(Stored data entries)
>>>>>
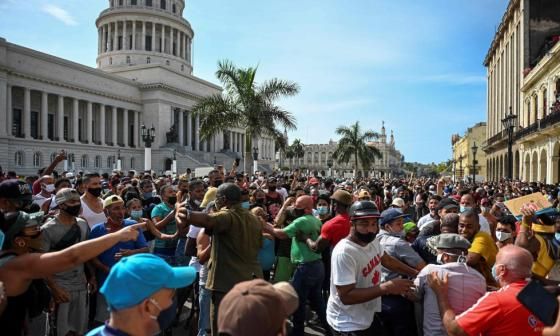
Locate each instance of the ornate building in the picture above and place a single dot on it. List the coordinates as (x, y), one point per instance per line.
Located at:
(523, 75)
(319, 156)
(144, 77)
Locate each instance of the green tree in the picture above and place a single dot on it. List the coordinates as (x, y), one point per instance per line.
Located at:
(353, 145)
(248, 105)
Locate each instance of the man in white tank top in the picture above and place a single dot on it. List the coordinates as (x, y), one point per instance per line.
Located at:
(92, 205)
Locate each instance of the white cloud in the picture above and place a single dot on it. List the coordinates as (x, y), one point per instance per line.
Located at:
(60, 14)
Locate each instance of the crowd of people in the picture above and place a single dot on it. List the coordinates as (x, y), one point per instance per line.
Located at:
(269, 254)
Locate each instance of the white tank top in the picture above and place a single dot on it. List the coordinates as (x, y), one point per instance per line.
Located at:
(92, 217)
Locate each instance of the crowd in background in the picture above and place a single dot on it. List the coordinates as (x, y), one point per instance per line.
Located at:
(125, 253)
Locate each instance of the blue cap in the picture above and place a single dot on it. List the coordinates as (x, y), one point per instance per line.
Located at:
(390, 215)
(134, 279)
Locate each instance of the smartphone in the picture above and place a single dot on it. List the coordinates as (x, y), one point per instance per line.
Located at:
(539, 302)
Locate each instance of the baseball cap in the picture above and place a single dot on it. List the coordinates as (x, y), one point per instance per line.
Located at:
(134, 279)
(451, 241)
(398, 202)
(447, 203)
(390, 215)
(256, 307)
(66, 194)
(14, 189)
(112, 200)
(342, 196)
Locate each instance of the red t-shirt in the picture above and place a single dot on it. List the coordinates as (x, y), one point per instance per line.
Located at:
(499, 313)
(336, 229)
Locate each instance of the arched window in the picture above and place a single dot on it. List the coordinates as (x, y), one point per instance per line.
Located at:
(97, 162)
(84, 162)
(36, 159)
(19, 159)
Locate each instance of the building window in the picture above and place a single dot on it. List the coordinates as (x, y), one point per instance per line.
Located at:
(84, 161)
(36, 159)
(18, 159)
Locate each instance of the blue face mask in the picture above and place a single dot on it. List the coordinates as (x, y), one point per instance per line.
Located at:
(463, 208)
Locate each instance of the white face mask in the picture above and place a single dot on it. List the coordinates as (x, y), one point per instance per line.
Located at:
(503, 236)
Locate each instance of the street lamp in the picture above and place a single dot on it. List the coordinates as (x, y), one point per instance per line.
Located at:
(474, 148)
(148, 136)
(174, 167)
(255, 158)
(119, 162)
(509, 124)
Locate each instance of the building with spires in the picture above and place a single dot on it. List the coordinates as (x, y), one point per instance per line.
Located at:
(143, 77)
(318, 156)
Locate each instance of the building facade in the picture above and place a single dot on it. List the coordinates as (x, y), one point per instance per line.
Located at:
(143, 77)
(463, 154)
(522, 76)
(318, 156)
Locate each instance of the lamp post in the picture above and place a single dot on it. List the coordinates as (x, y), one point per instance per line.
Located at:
(474, 148)
(255, 158)
(148, 136)
(174, 167)
(329, 164)
(119, 162)
(509, 124)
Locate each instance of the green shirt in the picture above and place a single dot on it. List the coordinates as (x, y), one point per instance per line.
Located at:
(310, 226)
(236, 241)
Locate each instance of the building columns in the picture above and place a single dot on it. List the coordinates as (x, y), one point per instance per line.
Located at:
(75, 120)
(60, 118)
(102, 124)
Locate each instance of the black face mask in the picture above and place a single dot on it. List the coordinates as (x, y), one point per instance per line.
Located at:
(73, 210)
(299, 212)
(365, 237)
(95, 191)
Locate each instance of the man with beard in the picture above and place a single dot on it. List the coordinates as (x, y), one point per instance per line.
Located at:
(92, 205)
(356, 287)
(69, 288)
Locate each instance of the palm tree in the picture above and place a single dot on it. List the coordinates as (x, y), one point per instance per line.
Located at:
(247, 105)
(297, 149)
(353, 145)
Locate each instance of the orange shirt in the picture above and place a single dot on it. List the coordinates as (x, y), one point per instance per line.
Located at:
(500, 314)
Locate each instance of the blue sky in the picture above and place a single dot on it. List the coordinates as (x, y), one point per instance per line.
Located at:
(417, 65)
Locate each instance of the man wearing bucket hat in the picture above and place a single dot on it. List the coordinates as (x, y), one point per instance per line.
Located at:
(466, 285)
(257, 308)
(356, 285)
(140, 292)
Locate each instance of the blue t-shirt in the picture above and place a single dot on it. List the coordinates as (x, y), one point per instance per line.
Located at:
(107, 257)
(161, 211)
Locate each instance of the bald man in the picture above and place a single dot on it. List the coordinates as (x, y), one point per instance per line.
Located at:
(496, 313)
(309, 274)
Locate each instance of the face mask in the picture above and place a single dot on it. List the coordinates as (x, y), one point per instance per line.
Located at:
(166, 316)
(95, 191)
(322, 210)
(136, 214)
(503, 236)
(73, 210)
(299, 212)
(365, 237)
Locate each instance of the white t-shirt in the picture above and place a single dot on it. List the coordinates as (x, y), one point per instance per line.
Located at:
(354, 264)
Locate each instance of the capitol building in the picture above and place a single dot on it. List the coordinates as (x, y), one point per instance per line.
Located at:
(143, 77)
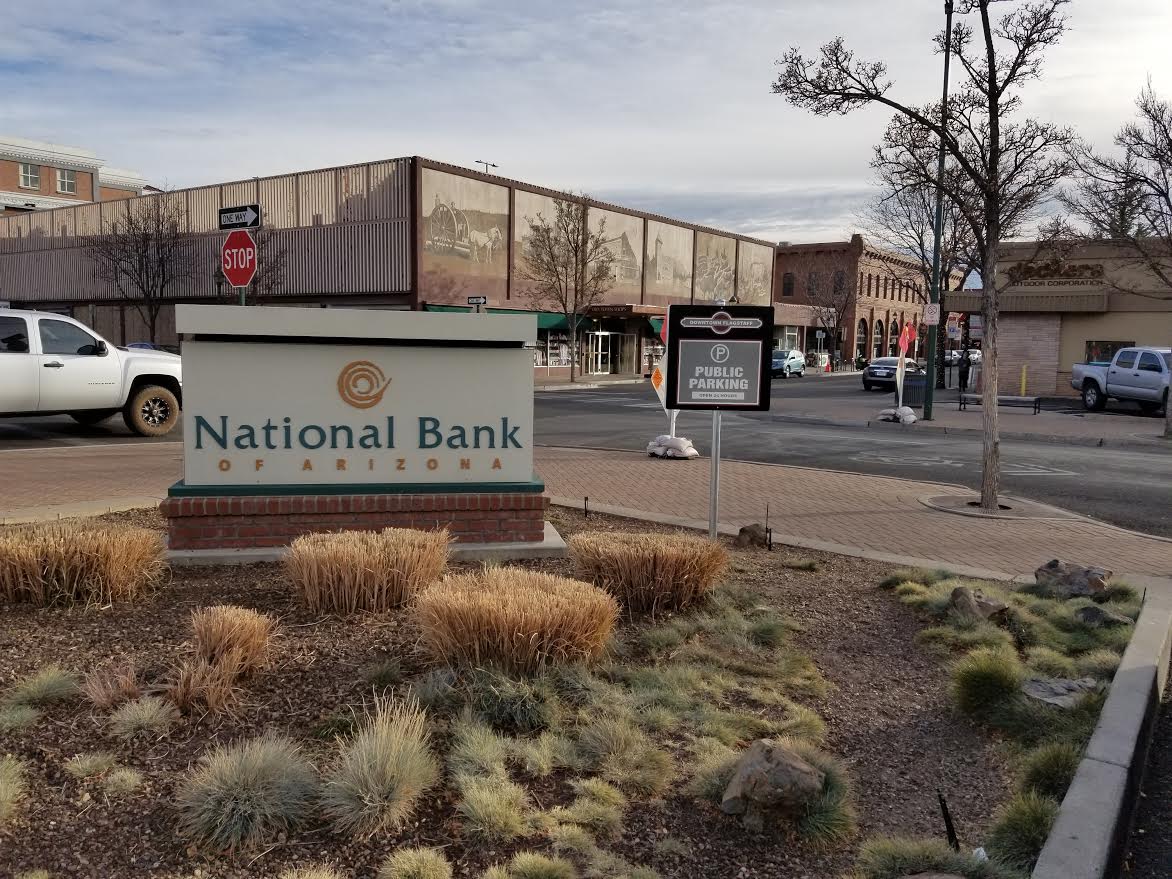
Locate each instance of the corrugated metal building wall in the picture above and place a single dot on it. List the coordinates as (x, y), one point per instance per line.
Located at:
(346, 231)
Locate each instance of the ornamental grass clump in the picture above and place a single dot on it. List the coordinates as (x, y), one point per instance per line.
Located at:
(356, 571)
(651, 572)
(517, 619)
(382, 770)
(63, 564)
(246, 794)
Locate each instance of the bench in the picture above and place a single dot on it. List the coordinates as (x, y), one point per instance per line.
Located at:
(1002, 400)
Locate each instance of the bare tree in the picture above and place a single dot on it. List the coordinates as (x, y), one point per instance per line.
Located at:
(1128, 198)
(1007, 167)
(145, 252)
(567, 266)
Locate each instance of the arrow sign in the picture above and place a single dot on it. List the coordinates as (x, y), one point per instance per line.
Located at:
(244, 217)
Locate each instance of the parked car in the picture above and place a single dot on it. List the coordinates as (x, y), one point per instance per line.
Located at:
(52, 365)
(786, 363)
(880, 373)
(1136, 374)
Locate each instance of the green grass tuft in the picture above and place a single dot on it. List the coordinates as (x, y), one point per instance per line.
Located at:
(416, 864)
(1049, 769)
(1021, 830)
(50, 683)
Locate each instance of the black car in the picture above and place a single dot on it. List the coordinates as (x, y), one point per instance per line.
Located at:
(880, 373)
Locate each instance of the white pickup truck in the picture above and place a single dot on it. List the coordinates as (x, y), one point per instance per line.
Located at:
(52, 365)
(1136, 374)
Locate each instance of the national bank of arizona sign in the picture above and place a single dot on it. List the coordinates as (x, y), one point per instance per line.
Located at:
(324, 396)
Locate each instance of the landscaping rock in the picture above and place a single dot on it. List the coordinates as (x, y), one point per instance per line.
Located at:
(770, 781)
(1101, 618)
(973, 605)
(1065, 579)
(753, 536)
(1058, 692)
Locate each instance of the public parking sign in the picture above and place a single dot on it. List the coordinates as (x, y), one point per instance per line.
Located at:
(719, 356)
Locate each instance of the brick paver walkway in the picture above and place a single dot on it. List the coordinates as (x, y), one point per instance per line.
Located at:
(815, 508)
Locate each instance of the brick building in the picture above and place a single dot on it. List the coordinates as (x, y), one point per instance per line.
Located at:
(870, 292)
(40, 176)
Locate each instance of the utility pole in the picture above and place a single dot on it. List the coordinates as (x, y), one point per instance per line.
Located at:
(938, 230)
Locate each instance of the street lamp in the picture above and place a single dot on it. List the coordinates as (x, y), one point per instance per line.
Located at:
(929, 379)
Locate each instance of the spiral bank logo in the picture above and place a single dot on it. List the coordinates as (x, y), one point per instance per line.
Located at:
(362, 385)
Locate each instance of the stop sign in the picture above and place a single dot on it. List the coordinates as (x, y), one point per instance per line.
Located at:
(238, 258)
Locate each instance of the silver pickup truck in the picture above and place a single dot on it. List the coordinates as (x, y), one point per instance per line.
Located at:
(1136, 374)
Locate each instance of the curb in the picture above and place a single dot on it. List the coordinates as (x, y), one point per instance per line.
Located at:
(1090, 835)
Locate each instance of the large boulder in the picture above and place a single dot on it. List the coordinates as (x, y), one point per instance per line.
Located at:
(1058, 692)
(1096, 617)
(1065, 579)
(770, 782)
(974, 606)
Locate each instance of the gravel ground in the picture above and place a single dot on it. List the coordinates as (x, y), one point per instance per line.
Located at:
(1150, 850)
(887, 714)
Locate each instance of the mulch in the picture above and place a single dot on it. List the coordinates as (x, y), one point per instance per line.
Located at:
(887, 714)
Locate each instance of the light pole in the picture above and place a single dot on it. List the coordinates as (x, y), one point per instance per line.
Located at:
(938, 230)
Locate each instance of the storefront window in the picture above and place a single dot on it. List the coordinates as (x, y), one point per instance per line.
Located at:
(1104, 352)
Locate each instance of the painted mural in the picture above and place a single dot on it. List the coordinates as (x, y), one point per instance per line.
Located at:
(625, 238)
(464, 224)
(667, 264)
(754, 273)
(715, 266)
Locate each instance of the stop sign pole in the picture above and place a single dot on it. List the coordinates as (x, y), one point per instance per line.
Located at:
(238, 259)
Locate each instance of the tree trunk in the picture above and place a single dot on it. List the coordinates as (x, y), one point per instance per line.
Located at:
(990, 456)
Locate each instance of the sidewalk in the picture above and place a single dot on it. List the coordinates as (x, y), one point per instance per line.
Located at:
(857, 515)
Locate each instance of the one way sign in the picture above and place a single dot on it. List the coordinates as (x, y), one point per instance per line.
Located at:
(244, 217)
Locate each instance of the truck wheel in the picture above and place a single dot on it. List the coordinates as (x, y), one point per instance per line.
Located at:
(1092, 397)
(151, 410)
(93, 417)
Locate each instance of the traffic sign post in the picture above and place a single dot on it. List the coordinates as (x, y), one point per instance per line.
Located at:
(719, 358)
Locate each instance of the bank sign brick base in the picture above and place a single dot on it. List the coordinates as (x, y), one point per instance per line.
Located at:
(233, 523)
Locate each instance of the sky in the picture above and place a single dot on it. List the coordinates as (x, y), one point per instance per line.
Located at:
(659, 106)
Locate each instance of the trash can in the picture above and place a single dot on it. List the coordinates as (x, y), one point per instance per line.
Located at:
(914, 388)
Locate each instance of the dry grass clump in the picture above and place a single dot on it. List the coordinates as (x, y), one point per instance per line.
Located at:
(246, 794)
(651, 572)
(238, 635)
(66, 563)
(382, 771)
(113, 683)
(513, 618)
(362, 571)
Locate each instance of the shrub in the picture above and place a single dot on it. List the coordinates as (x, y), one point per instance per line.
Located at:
(63, 564)
(236, 635)
(147, 714)
(986, 679)
(361, 571)
(113, 683)
(90, 765)
(13, 717)
(651, 572)
(515, 618)
(122, 781)
(246, 794)
(382, 771)
(531, 865)
(50, 683)
(1049, 769)
(515, 704)
(492, 808)
(12, 786)
(893, 858)
(196, 685)
(416, 864)
(1021, 829)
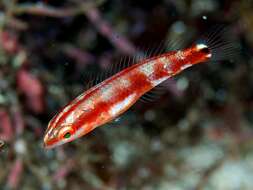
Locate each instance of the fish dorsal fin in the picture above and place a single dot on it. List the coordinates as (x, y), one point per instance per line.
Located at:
(93, 78)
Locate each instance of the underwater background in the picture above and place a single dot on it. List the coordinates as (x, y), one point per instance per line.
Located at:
(198, 134)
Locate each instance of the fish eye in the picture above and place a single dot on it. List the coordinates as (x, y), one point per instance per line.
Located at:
(65, 132)
(67, 135)
(205, 50)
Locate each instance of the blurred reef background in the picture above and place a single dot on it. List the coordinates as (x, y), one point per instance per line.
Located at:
(198, 135)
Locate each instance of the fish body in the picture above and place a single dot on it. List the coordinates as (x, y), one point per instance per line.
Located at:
(112, 97)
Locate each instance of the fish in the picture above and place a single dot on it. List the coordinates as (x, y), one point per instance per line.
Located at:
(110, 98)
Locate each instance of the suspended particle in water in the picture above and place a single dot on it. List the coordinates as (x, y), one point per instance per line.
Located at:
(1, 144)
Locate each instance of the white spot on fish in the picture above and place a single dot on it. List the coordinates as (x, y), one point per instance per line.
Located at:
(148, 68)
(201, 46)
(180, 55)
(158, 81)
(71, 117)
(118, 107)
(185, 66)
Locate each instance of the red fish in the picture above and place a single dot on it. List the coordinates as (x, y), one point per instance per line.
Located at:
(112, 97)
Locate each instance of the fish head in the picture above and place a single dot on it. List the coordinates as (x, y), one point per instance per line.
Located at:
(61, 129)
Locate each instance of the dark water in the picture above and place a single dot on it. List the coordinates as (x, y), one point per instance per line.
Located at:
(196, 135)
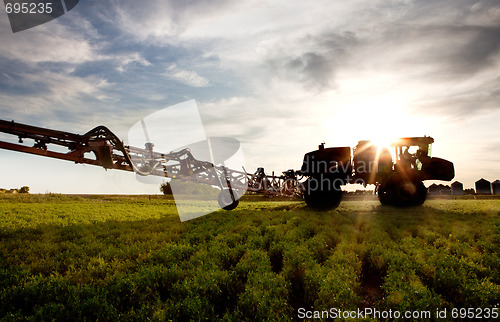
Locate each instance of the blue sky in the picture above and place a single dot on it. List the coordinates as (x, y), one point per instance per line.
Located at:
(279, 76)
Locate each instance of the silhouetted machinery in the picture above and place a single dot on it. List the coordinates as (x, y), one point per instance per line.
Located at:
(398, 176)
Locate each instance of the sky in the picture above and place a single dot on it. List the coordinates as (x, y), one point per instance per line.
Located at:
(279, 76)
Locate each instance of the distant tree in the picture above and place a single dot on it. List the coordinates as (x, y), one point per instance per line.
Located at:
(469, 192)
(166, 188)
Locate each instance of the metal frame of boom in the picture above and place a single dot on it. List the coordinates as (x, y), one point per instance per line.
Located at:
(101, 147)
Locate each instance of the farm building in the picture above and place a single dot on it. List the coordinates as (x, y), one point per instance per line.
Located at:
(457, 188)
(440, 189)
(495, 185)
(483, 186)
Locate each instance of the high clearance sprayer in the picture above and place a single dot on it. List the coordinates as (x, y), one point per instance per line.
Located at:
(398, 175)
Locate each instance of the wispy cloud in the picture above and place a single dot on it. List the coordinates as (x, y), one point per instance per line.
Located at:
(187, 77)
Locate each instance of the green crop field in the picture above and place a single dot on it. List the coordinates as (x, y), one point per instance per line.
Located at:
(109, 257)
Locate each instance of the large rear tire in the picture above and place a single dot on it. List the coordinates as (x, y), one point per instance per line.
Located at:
(321, 197)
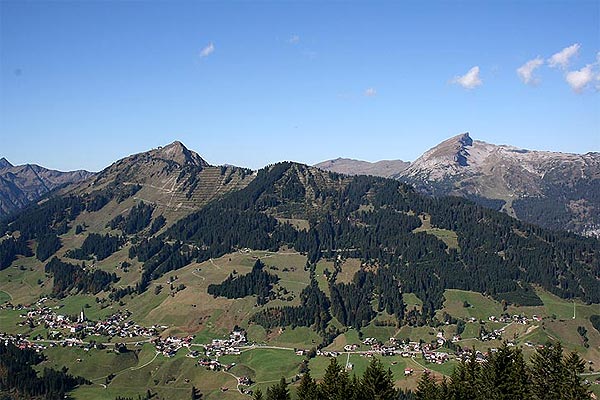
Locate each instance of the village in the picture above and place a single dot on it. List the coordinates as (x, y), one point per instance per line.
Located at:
(65, 330)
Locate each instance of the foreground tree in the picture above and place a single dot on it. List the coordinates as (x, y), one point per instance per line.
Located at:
(308, 389)
(279, 391)
(377, 383)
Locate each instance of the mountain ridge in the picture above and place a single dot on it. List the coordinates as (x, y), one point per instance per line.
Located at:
(22, 185)
(553, 189)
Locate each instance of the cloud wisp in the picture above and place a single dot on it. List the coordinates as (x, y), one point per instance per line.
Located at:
(526, 71)
(562, 58)
(470, 80)
(370, 92)
(579, 79)
(207, 50)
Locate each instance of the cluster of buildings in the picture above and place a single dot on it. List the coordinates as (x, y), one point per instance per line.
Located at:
(115, 325)
(219, 347)
(170, 345)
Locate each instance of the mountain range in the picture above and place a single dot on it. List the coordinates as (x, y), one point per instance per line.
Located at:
(22, 184)
(551, 189)
(294, 256)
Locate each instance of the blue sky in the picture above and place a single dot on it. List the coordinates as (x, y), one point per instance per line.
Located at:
(83, 84)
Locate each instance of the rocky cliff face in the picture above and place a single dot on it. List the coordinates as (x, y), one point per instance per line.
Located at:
(555, 190)
(22, 184)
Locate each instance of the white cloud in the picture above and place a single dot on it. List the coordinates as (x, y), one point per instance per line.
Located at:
(526, 70)
(578, 80)
(561, 59)
(207, 50)
(370, 92)
(470, 80)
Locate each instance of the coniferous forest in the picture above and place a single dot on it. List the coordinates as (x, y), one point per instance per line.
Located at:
(504, 375)
(19, 380)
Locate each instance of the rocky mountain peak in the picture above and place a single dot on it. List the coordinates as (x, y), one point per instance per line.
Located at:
(177, 152)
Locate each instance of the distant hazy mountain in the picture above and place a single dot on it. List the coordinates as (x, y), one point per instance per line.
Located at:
(348, 166)
(22, 184)
(551, 189)
(174, 179)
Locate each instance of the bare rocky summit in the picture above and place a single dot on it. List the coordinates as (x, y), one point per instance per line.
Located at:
(554, 190)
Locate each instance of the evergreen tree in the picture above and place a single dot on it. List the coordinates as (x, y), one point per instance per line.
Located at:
(426, 388)
(335, 383)
(377, 383)
(547, 372)
(573, 387)
(505, 376)
(464, 381)
(279, 392)
(308, 388)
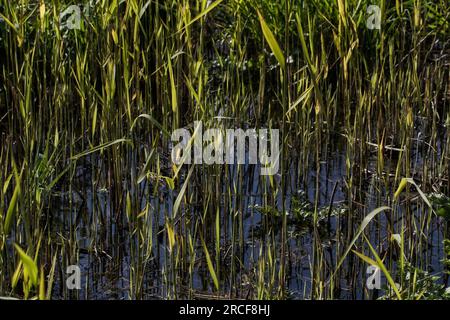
<<<<<
## Goal of the exercise
Return each line of the material above that contains the word "cloud", treating uppercase and lowercase letters as different.

## Solved exercise
Locate each instance of the white cloud in the picture above and place a single dot on it. List the coordinates as (x, y), one point per instance per line.
Locate each instance of the wispy cloud in the picture above and place a single dot on it. List the coordinates as (x, y), one point per instance per line.
Locate each instance of the cloud wisp in the picture above and place a single dot on it. List the coordinates as (x, y), one point per instance per line.
Locate each instance of the white cloud in the picture above and place a single dot on it. List the coordinates as (x, y), one point per instance per line.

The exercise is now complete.